--- START GIVEN ENTRIES ---

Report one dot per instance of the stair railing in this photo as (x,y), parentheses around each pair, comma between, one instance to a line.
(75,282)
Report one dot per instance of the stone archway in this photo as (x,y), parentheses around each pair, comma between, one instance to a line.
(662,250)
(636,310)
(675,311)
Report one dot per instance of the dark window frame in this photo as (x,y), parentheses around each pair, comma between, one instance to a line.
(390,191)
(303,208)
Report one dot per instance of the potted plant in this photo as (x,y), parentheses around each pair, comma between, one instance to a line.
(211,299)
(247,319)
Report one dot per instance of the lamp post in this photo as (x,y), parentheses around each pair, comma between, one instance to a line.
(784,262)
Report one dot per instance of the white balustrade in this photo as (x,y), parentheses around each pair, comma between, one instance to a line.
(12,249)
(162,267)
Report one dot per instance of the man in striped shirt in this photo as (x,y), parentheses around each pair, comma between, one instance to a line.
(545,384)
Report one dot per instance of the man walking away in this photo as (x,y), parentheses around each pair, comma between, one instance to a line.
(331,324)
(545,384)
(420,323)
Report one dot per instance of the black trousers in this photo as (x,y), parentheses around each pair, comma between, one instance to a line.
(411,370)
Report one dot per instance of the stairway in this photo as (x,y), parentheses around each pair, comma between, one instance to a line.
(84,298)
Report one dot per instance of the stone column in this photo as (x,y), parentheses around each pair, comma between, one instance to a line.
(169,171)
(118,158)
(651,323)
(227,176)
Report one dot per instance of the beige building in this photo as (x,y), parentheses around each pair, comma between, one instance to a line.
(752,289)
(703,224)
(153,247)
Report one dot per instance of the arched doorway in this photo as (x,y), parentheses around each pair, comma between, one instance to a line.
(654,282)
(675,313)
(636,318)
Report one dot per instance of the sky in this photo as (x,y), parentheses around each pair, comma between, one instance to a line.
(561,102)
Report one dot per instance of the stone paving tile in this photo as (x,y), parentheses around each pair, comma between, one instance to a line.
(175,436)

--- END GIVEN ENTRIES ---

### [OBJECTIVE]
Rewrite everything from the line containing "Report one dot per instance of the arched" down to the end of the entries, replacing "doorway" with "entryway" and leaving all else unchanged.

### [RESPONSE TO THIS EXERCISE]
Report one dot per instance of the arched entryway in this photo as (x,y), parentheses around each pair, comma between, one instance to a line.
(654,282)
(675,313)
(636,318)
Report one dot per instance of the sky in this photo as (x,y), parentheses around each pair, comma between, one instance to a line.
(561,102)
Report one dot per instance of the stone paving tile in this photo as (x,y), parentheses around each pair, comma between, one instance to a line.
(175,436)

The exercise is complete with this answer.